── Article ──

Step 1. We must specify the [sample space].

Step 2. We then divide this set by a system of ordered boundaries or contours such that as we pass across one boundary and proceed to the next, we come to a class of results which makes us more and more inclined, on the information available, to reject the hypothesis tested in favour of alternatives which differ from it by increasing amounts.

Step 3. We then, if possible, associate with each contour level [a Type I error rate].

The key point here is that **Pearson prescribes ordering results according to the degree to which they would incline one to reject $H_0$ and only considering tests that reject $H_0$ on result $s$ but not result $s’$ if $s$ makes one more inclined to reject $H_0$ than $s’$.** If the ordering of one’s inclinations to reject $H_0$ on the basis of possible observations conforms to the likelihood ratios of those observations, then on this approach one will not consider problematic tests like the one that rejects on $s_2$ but not $s_1$ in our example. This approach is analogous to the thief always taking items in descending order by value/weight ratio, stopping when the next item will not fit. **Here we see a point of disanalogy between hypothesis test construction and literal knapsack problems:** because the outcomes of hypothesis tests are (at least *de facto*) interpreted in evidential terms, it seems inappropriate to add elements of the sample space to **S** “out of order” relative to their likelihood ratios, even if doing so allows one to get greater power while keep the Type I error rate below $\alpha$. By contrast, it is not problematic to add items to the thief’s knapsack “out of order” relative to their value/weight ratios if doing so allows one to get a higher total value while keeping the maximum weight below the maximum.

───

-- What you will do --
1) Repeat, word for word, everything in the passage on hypothesis test construction from "Step 2. We then" down to "I error rate].".
2) Pick up the passage on hypothesis tests and the knapsack analogy after its final sentence and carry the discussion forward.

── Record excerpts ──

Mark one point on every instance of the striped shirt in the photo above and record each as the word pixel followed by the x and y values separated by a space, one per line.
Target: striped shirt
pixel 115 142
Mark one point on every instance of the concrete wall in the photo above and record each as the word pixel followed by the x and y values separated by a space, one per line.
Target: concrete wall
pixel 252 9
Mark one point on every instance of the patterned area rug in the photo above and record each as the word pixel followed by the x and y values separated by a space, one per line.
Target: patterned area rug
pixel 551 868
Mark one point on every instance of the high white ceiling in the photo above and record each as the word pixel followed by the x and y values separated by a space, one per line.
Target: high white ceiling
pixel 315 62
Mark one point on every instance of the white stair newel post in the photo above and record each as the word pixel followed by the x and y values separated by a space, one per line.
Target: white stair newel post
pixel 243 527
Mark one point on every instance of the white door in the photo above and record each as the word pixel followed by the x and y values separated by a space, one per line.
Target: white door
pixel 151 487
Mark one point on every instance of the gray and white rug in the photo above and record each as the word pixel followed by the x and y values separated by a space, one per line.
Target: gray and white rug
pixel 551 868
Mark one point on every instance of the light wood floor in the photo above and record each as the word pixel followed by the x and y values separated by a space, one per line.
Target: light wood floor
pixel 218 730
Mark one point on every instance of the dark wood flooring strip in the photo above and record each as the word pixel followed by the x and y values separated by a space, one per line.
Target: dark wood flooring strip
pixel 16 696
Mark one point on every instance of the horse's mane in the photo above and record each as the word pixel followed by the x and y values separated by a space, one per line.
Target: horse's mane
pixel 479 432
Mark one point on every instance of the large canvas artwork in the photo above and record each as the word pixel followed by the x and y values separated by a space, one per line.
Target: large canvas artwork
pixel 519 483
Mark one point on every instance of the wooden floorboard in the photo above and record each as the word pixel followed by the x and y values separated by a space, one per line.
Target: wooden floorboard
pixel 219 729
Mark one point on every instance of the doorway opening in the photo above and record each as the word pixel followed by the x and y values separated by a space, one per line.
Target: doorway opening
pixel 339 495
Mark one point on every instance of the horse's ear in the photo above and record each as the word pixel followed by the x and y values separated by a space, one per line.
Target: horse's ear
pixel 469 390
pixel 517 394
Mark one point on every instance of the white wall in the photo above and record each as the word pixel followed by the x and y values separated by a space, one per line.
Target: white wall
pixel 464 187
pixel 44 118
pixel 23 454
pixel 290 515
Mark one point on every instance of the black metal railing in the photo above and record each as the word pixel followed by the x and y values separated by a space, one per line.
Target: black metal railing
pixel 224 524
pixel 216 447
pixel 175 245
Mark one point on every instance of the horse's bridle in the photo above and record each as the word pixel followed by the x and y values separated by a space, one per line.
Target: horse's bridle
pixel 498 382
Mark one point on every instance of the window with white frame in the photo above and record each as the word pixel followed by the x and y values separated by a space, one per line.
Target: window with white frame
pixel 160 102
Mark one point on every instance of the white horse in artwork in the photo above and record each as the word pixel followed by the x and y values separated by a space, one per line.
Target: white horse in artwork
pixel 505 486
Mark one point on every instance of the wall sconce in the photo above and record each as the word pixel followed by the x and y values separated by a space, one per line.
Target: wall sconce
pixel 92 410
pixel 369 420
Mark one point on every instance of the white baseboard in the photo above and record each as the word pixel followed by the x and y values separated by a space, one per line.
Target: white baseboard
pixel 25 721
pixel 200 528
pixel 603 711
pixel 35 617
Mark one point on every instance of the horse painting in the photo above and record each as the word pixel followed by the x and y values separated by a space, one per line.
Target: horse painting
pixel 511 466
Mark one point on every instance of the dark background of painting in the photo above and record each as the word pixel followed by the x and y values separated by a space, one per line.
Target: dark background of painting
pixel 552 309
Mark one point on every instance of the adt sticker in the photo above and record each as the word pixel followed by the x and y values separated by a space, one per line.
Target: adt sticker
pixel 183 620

───

-- Results in order --
1)
Step 2. We then divide this set by a system of ordered boundaries or contours such that as we pass across one boundary and proceed to the next, we come to a class of results which makes us more and more inclined, on the information available, to reject the hypothesis tested in favour of alternatives which differ from it by increasing amounts.

Step 3. We then, if possible, associate with each contour level [a Type I error rate].

2)
**A second point of disanalogy between a literal knapsack problem and the problem of constructing a hypothesis test concerns the appropriate way to trade off value against weight, or power against Type I error rate.** We can arrange so that it is only a slight idealization to suppose that the thief does not care how heavy her bag is as long as she can carry it away. (We can assume that she has a strong back and a getaway vehicle nearby, does not have to worry about how much noise she makes, and so on.) We cannot arrange so that a scientist does not care about the Type I error rate of his or her test as long as it is below a particular threshold, at least if we impose the normative assumption that the scientist’s goal is to advance knowledge and not just, say, to get his or her paper past journal referees.

**Rather than maximizing power subject to a maximum Type I error rate, it would seem to make more sense to minimize a weighted sum of the Type I and Type II error rates,** where the Type II error rate is the probability of failing to reject the null hypothesis if it is false (1-power) and the weights reflect the importance of avoiding Type I and Type II errors. Like Pearson’s approach if one’s inclinations to reject $H_0$ conform to likelihood ratios, this approach would lead one to reject $H_0$ for $H_a$ if and only if the likelihood ratio $\Pr(s;H_a)/\Pr(s;H_0)$ exceeds some threshold $k$. In this case, $k$ is simply the weight one associates with the Type I error rate divided by the weight one associates with the Type II error rate. **The only difference between this approach and Pearson’s is that this approach involves fixing relative weights on the Type I error rate and power and letting the likelihood ratio cutoff for rejection and the Type I error rate fall where they may,** whereas Pearson’s involves putting a cap on the Type I error rate and letting the likelihood ratio cutoff and (implied) relative weights on the Type I error rate and power fall where they may.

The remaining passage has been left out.